--- begin ---
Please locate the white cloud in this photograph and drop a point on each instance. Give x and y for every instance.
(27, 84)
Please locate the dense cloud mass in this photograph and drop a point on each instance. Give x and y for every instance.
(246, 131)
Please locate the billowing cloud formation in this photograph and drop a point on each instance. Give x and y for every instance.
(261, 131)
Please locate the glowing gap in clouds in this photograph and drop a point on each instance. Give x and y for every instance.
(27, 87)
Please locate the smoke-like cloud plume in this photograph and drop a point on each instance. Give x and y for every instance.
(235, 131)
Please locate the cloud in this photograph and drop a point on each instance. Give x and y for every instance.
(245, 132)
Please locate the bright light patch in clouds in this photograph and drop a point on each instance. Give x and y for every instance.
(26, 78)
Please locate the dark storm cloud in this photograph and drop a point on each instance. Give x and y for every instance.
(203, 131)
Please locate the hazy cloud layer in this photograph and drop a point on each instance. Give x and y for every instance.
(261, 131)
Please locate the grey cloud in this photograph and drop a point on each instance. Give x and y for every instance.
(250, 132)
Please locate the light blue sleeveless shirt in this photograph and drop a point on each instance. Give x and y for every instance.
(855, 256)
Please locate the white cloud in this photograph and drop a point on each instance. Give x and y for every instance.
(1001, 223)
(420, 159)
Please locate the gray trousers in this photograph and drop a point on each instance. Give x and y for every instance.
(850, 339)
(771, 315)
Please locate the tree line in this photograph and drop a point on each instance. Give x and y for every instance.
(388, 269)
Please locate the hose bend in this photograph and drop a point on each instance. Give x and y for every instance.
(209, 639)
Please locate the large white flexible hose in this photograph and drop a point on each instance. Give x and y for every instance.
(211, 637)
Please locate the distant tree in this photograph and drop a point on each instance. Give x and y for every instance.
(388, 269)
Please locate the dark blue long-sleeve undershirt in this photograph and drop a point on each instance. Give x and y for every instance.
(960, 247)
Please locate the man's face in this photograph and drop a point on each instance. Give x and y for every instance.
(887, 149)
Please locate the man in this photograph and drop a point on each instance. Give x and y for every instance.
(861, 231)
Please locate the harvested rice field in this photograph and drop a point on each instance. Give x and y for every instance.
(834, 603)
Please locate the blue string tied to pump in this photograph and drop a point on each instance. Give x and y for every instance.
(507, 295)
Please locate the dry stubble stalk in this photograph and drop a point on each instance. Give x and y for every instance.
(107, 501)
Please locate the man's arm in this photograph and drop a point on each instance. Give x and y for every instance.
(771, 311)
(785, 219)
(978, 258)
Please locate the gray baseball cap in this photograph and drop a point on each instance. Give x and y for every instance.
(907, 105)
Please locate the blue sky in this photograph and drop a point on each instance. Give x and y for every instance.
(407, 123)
--- end ---
◆ **Do this**
Rewrite only the stretch from the line containing "Please locate the blue sky" through the end of the lines, substituting "clear sky" for "blue sky" and leaving everything else unchanged.

◆ **Reply**
Please locate the clear sky in this photograph and drop a point on each instance. Give x and y for every instance.
(407, 123)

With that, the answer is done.